[Region annotation entries]
☆ ☆ ☆ ☆ ☆

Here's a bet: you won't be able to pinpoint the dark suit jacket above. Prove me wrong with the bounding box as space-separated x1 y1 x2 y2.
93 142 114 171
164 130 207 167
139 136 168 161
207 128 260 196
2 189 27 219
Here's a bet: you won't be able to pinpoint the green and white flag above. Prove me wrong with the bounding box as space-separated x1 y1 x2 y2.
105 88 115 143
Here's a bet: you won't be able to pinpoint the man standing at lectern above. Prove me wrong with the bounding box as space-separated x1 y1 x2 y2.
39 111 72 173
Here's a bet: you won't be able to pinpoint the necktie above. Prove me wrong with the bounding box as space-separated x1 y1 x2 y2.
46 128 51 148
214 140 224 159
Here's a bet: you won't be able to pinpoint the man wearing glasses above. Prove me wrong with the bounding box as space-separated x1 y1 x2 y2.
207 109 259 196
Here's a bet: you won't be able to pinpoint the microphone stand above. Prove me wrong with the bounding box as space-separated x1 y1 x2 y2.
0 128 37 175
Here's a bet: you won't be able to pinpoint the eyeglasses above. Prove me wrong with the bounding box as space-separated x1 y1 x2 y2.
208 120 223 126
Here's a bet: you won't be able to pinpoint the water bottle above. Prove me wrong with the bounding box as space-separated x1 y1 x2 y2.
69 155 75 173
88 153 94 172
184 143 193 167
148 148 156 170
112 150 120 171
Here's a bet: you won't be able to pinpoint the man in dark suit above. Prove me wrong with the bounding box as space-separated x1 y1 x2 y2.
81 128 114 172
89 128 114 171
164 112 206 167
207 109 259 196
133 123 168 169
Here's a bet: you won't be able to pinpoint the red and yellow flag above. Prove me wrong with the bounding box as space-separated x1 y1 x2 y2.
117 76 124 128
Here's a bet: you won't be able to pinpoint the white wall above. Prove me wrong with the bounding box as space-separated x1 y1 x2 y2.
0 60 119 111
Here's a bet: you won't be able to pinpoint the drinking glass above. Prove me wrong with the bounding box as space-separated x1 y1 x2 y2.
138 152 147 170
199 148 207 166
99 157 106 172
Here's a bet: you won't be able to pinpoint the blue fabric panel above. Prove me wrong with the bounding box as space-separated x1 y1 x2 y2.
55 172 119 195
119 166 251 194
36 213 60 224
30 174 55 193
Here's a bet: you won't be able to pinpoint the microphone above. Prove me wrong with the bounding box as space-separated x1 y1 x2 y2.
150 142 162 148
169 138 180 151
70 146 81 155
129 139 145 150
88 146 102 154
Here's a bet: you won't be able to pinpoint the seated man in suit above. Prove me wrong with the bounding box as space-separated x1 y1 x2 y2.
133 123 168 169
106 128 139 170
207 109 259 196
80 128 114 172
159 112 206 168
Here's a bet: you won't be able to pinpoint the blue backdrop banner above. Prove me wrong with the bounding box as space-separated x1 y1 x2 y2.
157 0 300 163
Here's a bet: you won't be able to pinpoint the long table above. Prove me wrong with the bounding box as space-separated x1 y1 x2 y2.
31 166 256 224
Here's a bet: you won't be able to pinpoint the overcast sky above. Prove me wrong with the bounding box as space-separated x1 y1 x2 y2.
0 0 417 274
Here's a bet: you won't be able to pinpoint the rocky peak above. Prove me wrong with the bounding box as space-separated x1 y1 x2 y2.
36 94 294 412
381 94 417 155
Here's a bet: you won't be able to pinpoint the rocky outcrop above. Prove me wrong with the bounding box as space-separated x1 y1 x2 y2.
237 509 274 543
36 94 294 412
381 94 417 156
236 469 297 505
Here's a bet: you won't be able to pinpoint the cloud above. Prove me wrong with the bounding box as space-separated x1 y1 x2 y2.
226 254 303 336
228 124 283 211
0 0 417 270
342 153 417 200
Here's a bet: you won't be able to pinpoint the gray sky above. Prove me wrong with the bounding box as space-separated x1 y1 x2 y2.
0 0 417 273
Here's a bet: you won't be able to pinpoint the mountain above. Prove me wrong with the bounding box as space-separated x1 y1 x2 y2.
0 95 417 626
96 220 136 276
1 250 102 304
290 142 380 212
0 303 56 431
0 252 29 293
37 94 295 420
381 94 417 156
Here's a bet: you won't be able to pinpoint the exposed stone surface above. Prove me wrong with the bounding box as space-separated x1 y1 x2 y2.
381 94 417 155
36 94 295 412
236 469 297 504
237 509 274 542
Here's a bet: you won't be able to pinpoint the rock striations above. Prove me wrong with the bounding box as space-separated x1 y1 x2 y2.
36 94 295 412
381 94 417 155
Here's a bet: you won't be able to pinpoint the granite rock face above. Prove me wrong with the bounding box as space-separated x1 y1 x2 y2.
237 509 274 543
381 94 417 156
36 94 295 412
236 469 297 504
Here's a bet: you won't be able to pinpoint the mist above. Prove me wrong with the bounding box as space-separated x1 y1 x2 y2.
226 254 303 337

☆ ☆ ☆ ☆ ☆

- _PROBLEM STATEMENT_: Write out every item above word for word, keeping each line in its original order.

- _REPLY TO THE TASK_:
Here's a bet: you won't be able to pinpoint the dark suit jacket above. Prove me wrong with the bounding box as space-separated x1 y1 x2 y2.
93 142 114 171
164 130 207 167
139 136 168 161
207 128 260 196
2 189 27 219
Here's a bet: you won't be able to pinpoint the green and white flag above. Prove me wrong with the bounding box as space-separated x1 y1 x2 y2.
105 88 115 143
Here's a bet: you won't be able to pinpoint the man standing at lectern above. Prove me wrong with the bounding box as space-separated x1 y1 x2 y2.
39 111 72 173
Here's a bet: you won't be able to pinpoint the necktie above. Prove me wrong with the bounding box as space-separated x1 y1 x2 y2.
46 128 51 148
214 140 224 159
Here's a bet: you won't be able to pinpoint the man wearing glasses above. Prove me wrong with the bounding box as space-separated x1 y1 x2 y2.
207 109 259 196
Here's a bet: you won't be able to pinpoint the microphone stand above. Prove me wrong with the bounding box as space-separated x1 y1 x2 y2.
0 128 37 175
Here's a bet: you won't be able to pinpoint the eyeglasses above. Prove me wrong with the bounding box as space-separated x1 y1 x2 y2.
208 120 223 126
Here's a bet: you won't be able to pinpoint the water bottle above. Prove me wrong with the bounding box as space-separated x1 y1 x2 y2.
69 155 75 173
88 153 94 172
184 143 193 167
148 148 156 170
112 150 120 171
Here's a bet: you won't be able to pinpoint the man in dark suit above. Prove me wrong with the bounding box as space-separated x1 y1 x2 y2.
81 128 114 172
89 128 114 171
164 112 206 167
207 109 259 196
133 123 168 169
Here's a bet: you won't be able to pinpoint the red and yellow flag above. Prove me wrong with the bounding box as space-separated x1 y1 x2 y2.
117 76 124 128
Here's a bet: you won't be able to pinpoint the white wall above. Prove me wrong with the bounding box as space-separated x1 y1 x2 y2.
0 60 119 111
Here's a bet: you won't be able to pinpoint the drinking glass above. Prove me wrong with the bounding box as space-separated x1 y1 x2 y2.
138 152 147 170
199 148 207 166
99 157 106 172
Here's a bet: you won't be able to pinpoint the blue fabric panel above. Prove me wrong with the bounding box as space-separated x1 y1 x2 y2.
55 172 119 195
119 166 251 194
36 213 60 224
30 174 55 193
Here's a bet: you won't be able to pinpoint the microphone above. Prove me wrong with the bounding box as space-separated x1 y1 x2 y2.
150 142 162 148
169 138 180 151
70 146 81 155
129 139 145 150
88 146 102 154
Here's a bet: you won't be able to pinpoint the seated man in suit above. Prove me wrong with the bounding box as space-separated x1 y1 x2 y2.
133 123 168 169
106 128 139 170
207 109 259 196
80 128 114 172
159 112 206 168
Here's a bet: you won't be able to pinpoint the blue backdrop banner above. Prove me wrong with the bounding box as space-separated x1 y1 x2 y2.
157 0 300 163
Here's a bet: you won't be able to pinpoint the long table above. Prove me wrong with the bounding box as space-separated x1 y1 x2 y2.
31 166 256 224
Here's a bet: you won't be able to pinpoint the overcast sky above. Prove me wrong with the bounding box as space-separated x1 y1 x2 y2.
0 0 417 274
Here's a bet: you won't be able to pinpoint the rocky peak above. Prove me wrong with the bounding box as space-separated x1 y1 x2 y2.
36 94 294 412
381 94 417 155
Here's a bet: you won't be able to pinpoint the rocky outcrop above. Prove me wrong with the bounding box as space-separated x1 y1 x2 y2.
237 509 274 543
36 94 294 412
381 94 417 156
236 469 297 505
Here's a bet: you won't be able to pinpoint the cloud above. Prove me wrong with the bounding box as space-separated x1 y1 x2 y2.
226 254 303 336
228 124 283 211
0 0 417 270
342 153 417 200
Here's a bet: you won't be able to pinpoint the gray sky above. Prove me wrong with the bounding box as space-separated x1 y1 x2 y2.
0 0 417 273
Here's a bet: you won't be able to pinpoint the mountain above. Prove me wrong with the bounding box as space-separated x1 y1 x2 y2.
0 95 417 626
96 220 136 276
1 250 102 304
290 142 380 212
0 303 56 431
0 252 29 293
37 94 295 420
381 94 417 156
Here's a bet: you won't be able to pinpoint the exposed stone surface above. Prove me wrong with the bounding box as space-separated x1 y1 x2 y2.
381 94 417 155
36 94 295 412
236 469 297 504
237 509 274 542
Here's a bet: you won't be able to pinpoint the rock striations above. Prove me wrong with the bounding box as space-separated x1 y1 x2 y2.
36 94 295 412
381 94 417 155
Here's a bet: you won't be able to pinpoint the granite rock face above. Prove me wrong with the bounding box as space-separated x1 y1 x2 y2.
237 509 274 543
381 94 417 156
36 94 295 412
236 469 297 504
Here's a bet: you won't be able to pinpoint the mist above. Prove me wrong with the bounding box as space-separated x1 y1 x2 y2.
226 254 303 337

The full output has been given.